* _Exercise objective_:
Print exactly the lines from the line with "Each instance receives one keypoint. Mark the stage floor" to the last line of the data, please, both included.

[Records from a collection]
____________

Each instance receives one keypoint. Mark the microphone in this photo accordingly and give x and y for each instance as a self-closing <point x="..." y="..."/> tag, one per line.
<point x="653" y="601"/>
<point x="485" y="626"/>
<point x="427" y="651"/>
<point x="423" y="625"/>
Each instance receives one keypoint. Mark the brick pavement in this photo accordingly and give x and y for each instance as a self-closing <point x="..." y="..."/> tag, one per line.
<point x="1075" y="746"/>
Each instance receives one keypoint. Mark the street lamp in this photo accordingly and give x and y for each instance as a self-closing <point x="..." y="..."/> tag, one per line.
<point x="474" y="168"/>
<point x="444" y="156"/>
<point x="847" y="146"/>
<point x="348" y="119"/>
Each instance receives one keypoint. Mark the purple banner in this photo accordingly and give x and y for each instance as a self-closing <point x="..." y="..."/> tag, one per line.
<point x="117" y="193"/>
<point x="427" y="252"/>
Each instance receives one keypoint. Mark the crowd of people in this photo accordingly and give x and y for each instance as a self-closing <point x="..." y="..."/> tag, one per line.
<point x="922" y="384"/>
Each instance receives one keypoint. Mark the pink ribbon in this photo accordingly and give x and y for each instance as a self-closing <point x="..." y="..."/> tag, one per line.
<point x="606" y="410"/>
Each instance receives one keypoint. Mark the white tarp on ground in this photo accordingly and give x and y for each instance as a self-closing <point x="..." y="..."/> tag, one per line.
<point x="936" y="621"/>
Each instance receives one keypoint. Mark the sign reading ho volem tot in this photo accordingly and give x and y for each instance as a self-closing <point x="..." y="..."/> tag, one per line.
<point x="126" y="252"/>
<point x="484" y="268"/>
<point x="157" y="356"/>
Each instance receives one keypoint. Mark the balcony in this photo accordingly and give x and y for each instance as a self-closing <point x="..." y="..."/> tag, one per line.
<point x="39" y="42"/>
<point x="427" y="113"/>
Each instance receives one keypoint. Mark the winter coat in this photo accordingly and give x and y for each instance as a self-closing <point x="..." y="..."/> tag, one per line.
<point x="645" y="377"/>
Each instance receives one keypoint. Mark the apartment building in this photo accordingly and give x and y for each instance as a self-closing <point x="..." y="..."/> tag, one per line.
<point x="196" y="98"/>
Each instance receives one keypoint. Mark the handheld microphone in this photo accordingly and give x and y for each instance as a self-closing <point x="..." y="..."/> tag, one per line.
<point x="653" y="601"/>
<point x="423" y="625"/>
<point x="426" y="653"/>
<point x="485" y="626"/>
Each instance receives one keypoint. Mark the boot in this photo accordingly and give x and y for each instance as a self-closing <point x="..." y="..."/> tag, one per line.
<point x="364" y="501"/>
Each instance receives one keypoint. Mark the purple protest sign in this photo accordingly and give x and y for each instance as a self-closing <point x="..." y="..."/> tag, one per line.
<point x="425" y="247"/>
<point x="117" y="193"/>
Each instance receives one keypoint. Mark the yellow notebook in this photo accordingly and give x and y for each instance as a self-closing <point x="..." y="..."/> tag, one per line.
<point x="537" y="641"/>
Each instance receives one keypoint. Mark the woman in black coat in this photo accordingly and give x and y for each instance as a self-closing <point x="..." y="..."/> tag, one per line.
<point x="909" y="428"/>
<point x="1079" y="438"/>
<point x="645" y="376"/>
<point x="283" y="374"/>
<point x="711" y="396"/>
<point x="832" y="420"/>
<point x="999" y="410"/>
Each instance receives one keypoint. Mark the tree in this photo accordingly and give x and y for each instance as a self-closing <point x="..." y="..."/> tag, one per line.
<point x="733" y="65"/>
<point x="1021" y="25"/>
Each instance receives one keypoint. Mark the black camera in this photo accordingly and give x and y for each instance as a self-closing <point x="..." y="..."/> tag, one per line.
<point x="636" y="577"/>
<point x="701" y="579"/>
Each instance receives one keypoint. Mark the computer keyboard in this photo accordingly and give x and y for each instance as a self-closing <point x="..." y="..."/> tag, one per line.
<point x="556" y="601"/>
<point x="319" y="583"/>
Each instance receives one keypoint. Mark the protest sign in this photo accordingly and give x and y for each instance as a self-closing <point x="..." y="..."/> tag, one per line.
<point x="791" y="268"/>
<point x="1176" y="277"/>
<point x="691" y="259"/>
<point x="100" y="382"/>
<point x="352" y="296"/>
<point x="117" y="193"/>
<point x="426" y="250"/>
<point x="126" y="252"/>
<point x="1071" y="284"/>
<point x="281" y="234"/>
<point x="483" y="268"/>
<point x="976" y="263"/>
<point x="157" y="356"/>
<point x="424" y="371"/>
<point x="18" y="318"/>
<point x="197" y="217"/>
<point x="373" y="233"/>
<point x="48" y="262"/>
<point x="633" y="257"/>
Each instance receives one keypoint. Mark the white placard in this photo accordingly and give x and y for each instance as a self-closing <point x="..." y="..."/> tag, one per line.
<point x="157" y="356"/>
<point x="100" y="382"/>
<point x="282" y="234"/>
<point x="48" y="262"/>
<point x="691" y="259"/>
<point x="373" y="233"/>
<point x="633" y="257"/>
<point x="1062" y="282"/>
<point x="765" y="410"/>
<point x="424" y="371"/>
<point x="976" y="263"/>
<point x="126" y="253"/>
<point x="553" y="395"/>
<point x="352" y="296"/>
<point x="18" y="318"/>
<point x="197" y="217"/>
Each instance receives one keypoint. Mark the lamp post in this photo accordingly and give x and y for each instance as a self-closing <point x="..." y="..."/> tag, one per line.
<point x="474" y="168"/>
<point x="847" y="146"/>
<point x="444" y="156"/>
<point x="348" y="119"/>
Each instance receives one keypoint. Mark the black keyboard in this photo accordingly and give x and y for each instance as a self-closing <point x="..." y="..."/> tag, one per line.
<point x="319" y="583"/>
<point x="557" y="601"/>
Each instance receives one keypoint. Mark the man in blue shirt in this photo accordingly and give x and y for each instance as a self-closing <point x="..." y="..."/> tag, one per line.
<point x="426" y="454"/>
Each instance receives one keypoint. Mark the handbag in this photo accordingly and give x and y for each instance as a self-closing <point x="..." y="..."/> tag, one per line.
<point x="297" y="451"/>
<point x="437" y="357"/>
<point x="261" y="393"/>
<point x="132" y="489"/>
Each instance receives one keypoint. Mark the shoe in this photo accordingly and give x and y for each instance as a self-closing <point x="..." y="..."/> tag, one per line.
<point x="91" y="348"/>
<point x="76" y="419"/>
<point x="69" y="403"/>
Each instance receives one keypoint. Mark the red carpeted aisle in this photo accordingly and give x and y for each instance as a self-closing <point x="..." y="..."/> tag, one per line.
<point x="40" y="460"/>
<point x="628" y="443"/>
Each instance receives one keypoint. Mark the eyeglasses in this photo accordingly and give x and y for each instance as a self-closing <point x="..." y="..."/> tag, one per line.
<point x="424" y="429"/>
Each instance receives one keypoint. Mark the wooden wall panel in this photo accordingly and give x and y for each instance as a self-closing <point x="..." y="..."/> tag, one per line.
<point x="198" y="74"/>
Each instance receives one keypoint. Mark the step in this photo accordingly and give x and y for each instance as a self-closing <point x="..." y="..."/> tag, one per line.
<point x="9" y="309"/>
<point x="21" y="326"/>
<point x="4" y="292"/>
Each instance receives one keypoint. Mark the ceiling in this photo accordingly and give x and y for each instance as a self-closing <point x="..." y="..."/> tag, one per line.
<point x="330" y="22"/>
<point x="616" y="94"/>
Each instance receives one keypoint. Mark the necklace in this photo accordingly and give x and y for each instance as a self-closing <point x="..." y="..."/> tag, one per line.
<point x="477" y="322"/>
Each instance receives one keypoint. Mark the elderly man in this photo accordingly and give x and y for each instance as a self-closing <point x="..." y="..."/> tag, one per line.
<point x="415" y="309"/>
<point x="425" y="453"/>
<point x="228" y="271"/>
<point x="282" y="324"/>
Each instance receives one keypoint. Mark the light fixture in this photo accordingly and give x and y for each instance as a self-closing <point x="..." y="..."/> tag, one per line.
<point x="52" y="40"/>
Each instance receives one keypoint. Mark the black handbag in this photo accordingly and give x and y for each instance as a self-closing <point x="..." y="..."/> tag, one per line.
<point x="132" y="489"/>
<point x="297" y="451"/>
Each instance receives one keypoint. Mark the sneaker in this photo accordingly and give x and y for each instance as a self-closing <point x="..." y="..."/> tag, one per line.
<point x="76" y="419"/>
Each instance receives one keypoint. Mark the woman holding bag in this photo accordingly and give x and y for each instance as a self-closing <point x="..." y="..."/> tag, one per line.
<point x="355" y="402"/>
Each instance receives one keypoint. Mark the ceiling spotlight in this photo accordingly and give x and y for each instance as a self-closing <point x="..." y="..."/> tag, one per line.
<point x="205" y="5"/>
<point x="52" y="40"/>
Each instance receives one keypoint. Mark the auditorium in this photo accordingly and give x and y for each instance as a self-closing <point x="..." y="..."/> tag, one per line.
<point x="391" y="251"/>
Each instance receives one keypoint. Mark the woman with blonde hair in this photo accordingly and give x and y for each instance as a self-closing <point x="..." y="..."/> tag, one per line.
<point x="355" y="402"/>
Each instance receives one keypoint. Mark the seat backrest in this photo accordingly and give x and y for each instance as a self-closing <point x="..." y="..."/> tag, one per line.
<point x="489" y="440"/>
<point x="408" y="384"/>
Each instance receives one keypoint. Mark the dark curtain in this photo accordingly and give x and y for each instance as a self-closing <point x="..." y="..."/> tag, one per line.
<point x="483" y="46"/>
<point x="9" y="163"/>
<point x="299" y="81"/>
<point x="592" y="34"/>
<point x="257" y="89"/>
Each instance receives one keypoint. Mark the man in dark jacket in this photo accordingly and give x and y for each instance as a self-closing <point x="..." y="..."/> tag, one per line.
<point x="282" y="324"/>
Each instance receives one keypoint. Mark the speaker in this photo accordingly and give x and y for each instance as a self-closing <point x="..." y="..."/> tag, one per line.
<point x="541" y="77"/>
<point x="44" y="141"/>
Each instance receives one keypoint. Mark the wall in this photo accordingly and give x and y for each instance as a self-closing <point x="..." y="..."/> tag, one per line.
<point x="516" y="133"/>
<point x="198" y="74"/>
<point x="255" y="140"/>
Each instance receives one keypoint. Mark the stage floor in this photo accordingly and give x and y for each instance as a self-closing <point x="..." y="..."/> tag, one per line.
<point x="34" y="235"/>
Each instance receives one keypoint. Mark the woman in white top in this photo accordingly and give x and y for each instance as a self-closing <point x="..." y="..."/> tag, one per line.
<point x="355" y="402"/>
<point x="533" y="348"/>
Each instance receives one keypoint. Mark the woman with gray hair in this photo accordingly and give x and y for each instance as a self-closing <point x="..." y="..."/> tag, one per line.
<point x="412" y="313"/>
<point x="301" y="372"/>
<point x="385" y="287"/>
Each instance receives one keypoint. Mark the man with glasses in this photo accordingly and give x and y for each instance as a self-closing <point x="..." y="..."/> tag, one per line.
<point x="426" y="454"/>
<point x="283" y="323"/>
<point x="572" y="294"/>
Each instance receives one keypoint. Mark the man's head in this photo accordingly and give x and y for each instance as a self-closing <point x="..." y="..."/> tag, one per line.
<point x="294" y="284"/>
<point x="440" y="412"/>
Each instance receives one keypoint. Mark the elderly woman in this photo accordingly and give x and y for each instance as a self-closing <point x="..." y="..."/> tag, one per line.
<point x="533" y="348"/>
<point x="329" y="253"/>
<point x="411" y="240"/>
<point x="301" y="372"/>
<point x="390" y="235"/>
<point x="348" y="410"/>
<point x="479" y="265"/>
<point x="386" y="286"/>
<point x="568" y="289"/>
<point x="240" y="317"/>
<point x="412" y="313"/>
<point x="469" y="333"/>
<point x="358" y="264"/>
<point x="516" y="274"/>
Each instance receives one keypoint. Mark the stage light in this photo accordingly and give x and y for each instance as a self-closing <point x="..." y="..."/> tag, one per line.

____________

* _Full output_:
Each instance receives one keypoint. Mark the stage floor in this photo accordingly and give x and y for each instance as a self-closing <point x="..." y="..."/> tag, one per line.
<point x="34" y="235"/>
Each instance receives one keypoint. Mark the woman in white top in this photo accordingly and give x and y for each instance as a self-closing <point x="..." y="..."/> tag, one per line.
<point x="355" y="402"/>
<point x="533" y="348"/>
Each instance receives one keypoint. Mark the woman with gray hair in this photo accordingly and give x and y for each instance as a self-closing <point x="..." y="..."/> tag, one per line.
<point x="412" y="313"/>
<point x="301" y="372"/>
<point x="385" y="287"/>
Each instance receives one keypoint. Mark the man with glasses in this photo accordingly and give x and y for each instance as a self-closing <point x="..." y="..."/> tag, one per line.
<point x="426" y="454"/>
<point x="283" y="323"/>
<point x="572" y="294"/>
Each instance receives one keypoint. Mark the man's head in this photo accordingly and give x and y for each instance as a self-closing <point x="..." y="..."/> tag, one per line.
<point x="294" y="284"/>
<point x="440" y="412"/>
Each instance receives one keypoint. Mark the elderly woman in this photo accordingly and give x and y for each instance as a self-closing <point x="..." y="..."/> tag, one per line.
<point x="533" y="348"/>
<point x="329" y="253"/>
<point x="411" y="240"/>
<point x="301" y="372"/>
<point x="390" y="235"/>
<point x="348" y="410"/>
<point x="479" y="265"/>
<point x="386" y="286"/>
<point x="568" y="289"/>
<point x="240" y="317"/>
<point x="412" y="313"/>
<point x="469" y="333"/>
<point x="358" y="264"/>
<point x="516" y="274"/>
Each instance receives one keypoint. Mark the stage light in this photo accordingly and give x and y for each instance as a self-closing <point x="..." y="..."/> tag, one per line.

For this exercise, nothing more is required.